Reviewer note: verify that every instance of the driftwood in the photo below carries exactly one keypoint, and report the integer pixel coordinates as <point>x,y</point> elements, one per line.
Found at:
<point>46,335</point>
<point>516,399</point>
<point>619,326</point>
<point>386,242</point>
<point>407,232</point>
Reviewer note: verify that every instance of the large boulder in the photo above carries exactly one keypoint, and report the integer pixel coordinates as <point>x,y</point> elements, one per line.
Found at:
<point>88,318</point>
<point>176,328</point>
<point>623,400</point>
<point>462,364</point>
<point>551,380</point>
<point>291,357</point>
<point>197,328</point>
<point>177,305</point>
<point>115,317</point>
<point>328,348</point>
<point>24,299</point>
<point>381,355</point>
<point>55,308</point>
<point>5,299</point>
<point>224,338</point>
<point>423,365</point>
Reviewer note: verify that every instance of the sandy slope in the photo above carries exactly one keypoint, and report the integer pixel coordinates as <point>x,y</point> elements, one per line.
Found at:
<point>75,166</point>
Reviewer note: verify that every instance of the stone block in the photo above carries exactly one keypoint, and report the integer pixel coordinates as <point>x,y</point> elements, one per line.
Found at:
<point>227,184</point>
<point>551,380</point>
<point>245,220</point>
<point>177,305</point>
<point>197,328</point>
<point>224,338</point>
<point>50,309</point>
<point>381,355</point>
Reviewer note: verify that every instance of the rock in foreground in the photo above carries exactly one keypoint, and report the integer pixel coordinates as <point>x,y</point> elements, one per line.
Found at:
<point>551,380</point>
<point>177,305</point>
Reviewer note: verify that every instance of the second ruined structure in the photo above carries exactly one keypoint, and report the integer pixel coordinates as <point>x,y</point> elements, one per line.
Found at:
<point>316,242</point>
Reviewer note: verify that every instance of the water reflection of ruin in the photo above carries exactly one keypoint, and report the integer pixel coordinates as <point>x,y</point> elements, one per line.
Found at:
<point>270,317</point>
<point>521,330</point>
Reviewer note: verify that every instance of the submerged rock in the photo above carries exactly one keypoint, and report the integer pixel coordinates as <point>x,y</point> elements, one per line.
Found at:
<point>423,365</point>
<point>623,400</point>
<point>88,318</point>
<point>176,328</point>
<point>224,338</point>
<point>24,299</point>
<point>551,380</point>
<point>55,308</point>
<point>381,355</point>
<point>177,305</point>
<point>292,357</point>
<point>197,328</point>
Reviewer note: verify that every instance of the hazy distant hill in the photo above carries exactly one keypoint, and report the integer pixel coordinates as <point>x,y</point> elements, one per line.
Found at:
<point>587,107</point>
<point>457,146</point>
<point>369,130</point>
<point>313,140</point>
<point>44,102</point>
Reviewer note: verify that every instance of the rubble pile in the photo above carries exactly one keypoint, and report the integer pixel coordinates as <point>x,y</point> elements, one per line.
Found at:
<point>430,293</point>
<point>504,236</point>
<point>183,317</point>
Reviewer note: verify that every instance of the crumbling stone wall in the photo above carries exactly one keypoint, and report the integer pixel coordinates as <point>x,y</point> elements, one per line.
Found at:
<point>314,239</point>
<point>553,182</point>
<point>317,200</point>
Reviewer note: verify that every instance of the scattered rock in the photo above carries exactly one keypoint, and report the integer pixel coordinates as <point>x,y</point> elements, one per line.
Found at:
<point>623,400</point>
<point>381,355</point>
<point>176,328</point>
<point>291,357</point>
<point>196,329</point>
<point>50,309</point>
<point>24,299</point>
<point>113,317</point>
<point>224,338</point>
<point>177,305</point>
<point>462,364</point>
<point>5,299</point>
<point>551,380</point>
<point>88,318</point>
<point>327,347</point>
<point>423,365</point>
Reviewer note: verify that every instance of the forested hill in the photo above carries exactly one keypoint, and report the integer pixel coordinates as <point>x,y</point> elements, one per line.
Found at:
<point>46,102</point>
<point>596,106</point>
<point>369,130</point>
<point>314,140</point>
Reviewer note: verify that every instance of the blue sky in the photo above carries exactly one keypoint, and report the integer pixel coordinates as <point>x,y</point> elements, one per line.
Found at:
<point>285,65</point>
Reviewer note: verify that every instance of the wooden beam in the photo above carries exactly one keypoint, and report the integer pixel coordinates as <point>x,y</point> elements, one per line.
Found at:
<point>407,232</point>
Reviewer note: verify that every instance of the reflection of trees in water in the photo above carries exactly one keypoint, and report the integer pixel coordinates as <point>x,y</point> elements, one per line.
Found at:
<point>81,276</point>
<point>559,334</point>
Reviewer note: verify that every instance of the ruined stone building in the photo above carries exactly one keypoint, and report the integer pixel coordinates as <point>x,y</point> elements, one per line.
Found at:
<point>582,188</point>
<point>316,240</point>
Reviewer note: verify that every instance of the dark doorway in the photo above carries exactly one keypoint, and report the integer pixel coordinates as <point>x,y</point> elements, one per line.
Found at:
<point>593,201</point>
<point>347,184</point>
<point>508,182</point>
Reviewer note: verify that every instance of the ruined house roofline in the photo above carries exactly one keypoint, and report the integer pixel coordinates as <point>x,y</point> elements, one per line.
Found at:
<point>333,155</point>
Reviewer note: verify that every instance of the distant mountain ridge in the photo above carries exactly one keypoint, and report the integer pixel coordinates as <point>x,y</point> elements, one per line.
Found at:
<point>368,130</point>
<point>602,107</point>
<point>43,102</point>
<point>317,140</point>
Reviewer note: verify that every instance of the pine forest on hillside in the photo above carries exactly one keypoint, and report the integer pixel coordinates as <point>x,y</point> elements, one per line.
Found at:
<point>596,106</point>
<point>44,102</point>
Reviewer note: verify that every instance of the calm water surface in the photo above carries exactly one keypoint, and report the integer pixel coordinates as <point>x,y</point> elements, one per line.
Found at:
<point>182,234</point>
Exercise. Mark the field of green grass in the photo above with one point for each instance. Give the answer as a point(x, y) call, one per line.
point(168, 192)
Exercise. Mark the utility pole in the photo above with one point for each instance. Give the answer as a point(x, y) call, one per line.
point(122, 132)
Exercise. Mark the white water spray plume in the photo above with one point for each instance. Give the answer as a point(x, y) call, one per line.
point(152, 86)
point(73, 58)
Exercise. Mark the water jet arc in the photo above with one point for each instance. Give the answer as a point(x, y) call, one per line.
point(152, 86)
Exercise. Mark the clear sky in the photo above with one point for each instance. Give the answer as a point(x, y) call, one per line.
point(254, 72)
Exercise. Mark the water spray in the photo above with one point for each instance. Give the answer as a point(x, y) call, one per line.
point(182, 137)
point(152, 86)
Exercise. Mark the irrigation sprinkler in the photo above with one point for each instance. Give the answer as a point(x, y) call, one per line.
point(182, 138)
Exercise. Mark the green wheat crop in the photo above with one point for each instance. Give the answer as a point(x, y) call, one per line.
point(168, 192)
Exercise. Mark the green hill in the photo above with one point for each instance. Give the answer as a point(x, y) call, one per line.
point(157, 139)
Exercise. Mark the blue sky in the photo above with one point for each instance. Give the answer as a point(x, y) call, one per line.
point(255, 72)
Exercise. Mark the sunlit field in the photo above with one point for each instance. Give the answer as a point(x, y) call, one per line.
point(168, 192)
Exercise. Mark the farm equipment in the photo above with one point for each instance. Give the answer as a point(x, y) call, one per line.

- ACTIVITY: To complete the exercise, print all of the entries exactly.

- COMPLETED TASK:
Reviewer note: verify that every instance of the driftwood in the photo below carries exactly one keypoint, and report the integer pixel coordinates as <point>x,y</point> elements, one per line.
Found at:
<point>46,335</point>
<point>516,399</point>
<point>619,326</point>
<point>386,242</point>
<point>407,232</point>
Reviewer note: verify that every instance of the large boulder in the photo above carries exactly one keypoint, and report the integer pixel coordinates as <point>x,y</point> elements, one per line.
Found at:
<point>88,318</point>
<point>176,328</point>
<point>623,400</point>
<point>462,364</point>
<point>551,380</point>
<point>291,357</point>
<point>197,328</point>
<point>177,305</point>
<point>115,317</point>
<point>328,348</point>
<point>24,299</point>
<point>381,355</point>
<point>55,308</point>
<point>5,299</point>
<point>224,338</point>
<point>423,365</point>
Reviewer note: verify that every instance of the sandy slope in the photo above carries exactly one keypoint, and report the integer pixel coordinates as <point>x,y</point> elements, one per line.
Found at:
<point>75,166</point>
Reviewer note: verify that every instance of the stone block in the photo above carries exactly one keypoint, and report the integer pixel coordinates as <point>x,y</point> elements, one per line.
Found at:
<point>227,184</point>
<point>551,380</point>
<point>245,220</point>
<point>177,305</point>
<point>197,328</point>
<point>224,338</point>
<point>50,309</point>
<point>381,355</point>
Reviewer note: verify that every instance of the rock in foreground in the photo above carries exactly one keypoint, and report the integer pixel coordinates as <point>x,y</point> elements, one per line.
Found at:
<point>551,380</point>
<point>177,305</point>
Reviewer note: verify that every instance of the second ruined structure in the photo above carries exactly one keypoint, and report the integer pixel coordinates as <point>x,y</point> elements, one per line.
Found at:
<point>316,242</point>
Reviewer note: verify that every instance of the water reflection of ruin in the photo above carries exactly one keypoint, and report the integer pixel coordinates as <point>x,y</point> elements, one per line.
Found at:
<point>270,317</point>
<point>521,330</point>
Reviewer note: verify that every instance of the submerged rock in the photo above carries exactly one keypoint, and report the integer pixel coordinates as <point>x,y</point> elements, one per line.
Found at:
<point>423,365</point>
<point>623,400</point>
<point>88,318</point>
<point>176,328</point>
<point>224,338</point>
<point>24,299</point>
<point>551,380</point>
<point>55,308</point>
<point>381,355</point>
<point>177,305</point>
<point>292,357</point>
<point>197,328</point>
Reviewer note: verify that every instance of the hazy distant hill in the photo above carries exactly one keypoint, and report the integer pixel coordinates as <point>x,y</point> elements, one per line.
Found at:
<point>587,107</point>
<point>457,146</point>
<point>369,130</point>
<point>313,140</point>
<point>44,102</point>
Reviewer note: verify that every instance of the rubble pile in the photo above carries exactly one keypoint, and report the integer pixel coordinates as <point>x,y</point> elements, one per line.
Found at:
<point>430,293</point>
<point>504,236</point>
<point>183,317</point>
Reviewer note: verify that every instance of the crumbling stone wall in the photo above carries exactly one keypoint, and report the integer pixel coordinates as <point>x,y</point> elements, one per line.
Found at:
<point>314,239</point>
<point>553,182</point>
<point>317,200</point>
Reviewer note: verify that every instance of the scattered rock in the photo above carries exactly one keypoint, and report the integer pixel coordinates as <point>x,y</point> elements, one per line.
Found at:
<point>623,400</point>
<point>381,355</point>
<point>176,328</point>
<point>291,357</point>
<point>196,329</point>
<point>50,309</point>
<point>24,299</point>
<point>113,317</point>
<point>224,338</point>
<point>177,305</point>
<point>462,364</point>
<point>5,299</point>
<point>551,380</point>
<point>88,318</point>
<point>327,347</point>
<point>423,365</point>
Reviewer note: verify that every instance of the forested hill in the photo above carries exactly one keypoint, and report the integer pixel coordinates as <point>x,y</point> elements, one per line.
Found at:
<point>46,102</point>
<point>596,106</point>
<point>369,130</point>
<point>314,140</point>
Reviewer note: verify that every instance of the blue sky in the photo above carries exactly one keypoint, and report the integer pixel coordinates as <point>x,y</point> elements, one per line.
Found at:
<point>285,65</point>
Reviewer note: verify that every instance of the wooden beam in the photo above carries exactly one keypoint, and report the integer pixel coordinates as <point>x,y</point> elements, one per line.
Found at:
<point>407,232</point>
Reviewer note: verify that every instance of the reflection of trees in water in the photo above carries exactly one keypoint, and report the integer pixel coordinates as <point>x,y</point> elements, one per line.
Found at:
<point>81,276</point>
<point>559,334</point>
Reviewer note: verify that every instance of the ruined stone building in the photo above carries exactly one keypoint, and report the integer pixel coordinates as <point>x,y</point> elements, one per line.
Found at:
<point>582,188</point>
<point>316,240</point>
Reviewer note: verify that every instance of the dark doorway in the photo above carries exactly one keypoint, and report the integer pixel coordinates as <point>x,y</point> elements, one per line.
Found at:
<point>593,201</point>
<point>347,184</point>
<point>508,182</point>
Reviewer note: verify that every instance of the ruined house roofline in the photo above carries exactly one keypoint, and report the integer pixel coordinates as <point>x,y</point> elements, one per line.
Found at:
<point>333,155</point>
Reviewer note: verify that every instance of the distant mountain ridge in the photo above carries exactly one keypoint, and report the integer pixel coordinates as <point>x,y</point> elements, one per line.
Found at:
<point>368,130</point>
<point>602,107</point>
<point>43,102</point>
<point>317,140</point>
Reviewer note: verify that every instance of the pine forest on hillside in the photo above carries exactly one keypoint, and report the integer pixel coordinates as <point>x,y</point> elements, one per line.
Found at:
<point>596,106</point>
<point>44,102</point>
Reviewer note: verify that every instance of the calm water surface in the photo above carries exactly one keypoint, and report the integer pixel coordinates as <point>x,y</point> elements, one per line.
Found at:
<point>182,234</point>
Exercise. Mark the field of green grass in the photo above with one point for each instance. Give the answer as a point(x, y) call, one per line.
point(168, 192)
Exercise. Mark the utility pole in the photo above with one point for each instance. Give the answer as a point(x, y) call, one per line.
point(122, 132)
Exercise. Mark the white water spray plume in the photo above with one point for each instance. Give the answer as a point(x, y) call, one per line.
point(152, 86)
point(73, 58)
Exercise. Mark the water jet arc in the photo above with one point for each instance. Give the answer as a point(x, y) call, one per line.
point(152, 86)
Exercise. Mark the clear sky in the photo above with one point for each instance. Give the answer as a point(x, y) call, one per line.
point(254, 72)
Exercise. Mark the water spray in the photo above with one point for each instance. Give the answer as a point(x, y) call, one per line.
point(182, 137)
point(152, 86)
Exercise. Mark the irrigation sprinkler in the photo above with one point for each instance. Give the answer as a point(x, y) call, one per line.
point(182, 138)
Exercise. Mark the green wheat crop in the photo above with one point for each instance. Give the answer as a point(x, y) call, one per line.
point(168, 192)
Exercise. Mark the green hill in the photo above with one point for each instance. Give the answer as a point(x, y) call, one per line.
point(157, 139)
Exercise. Mark the blue sky in the photo above with one point for each instance. Give the answer as a point(x, y) call, one per line.
point(255, 72)
Exercise. Mark the sunlit field in the photo above with one point for each instance. Give the answer as a point(x, y) call, one per line.
point(168, 192)
Exercise. Mark the farm equipment in the photo above with one point for each instance. Give the answer as a point(x, y) call, one per line.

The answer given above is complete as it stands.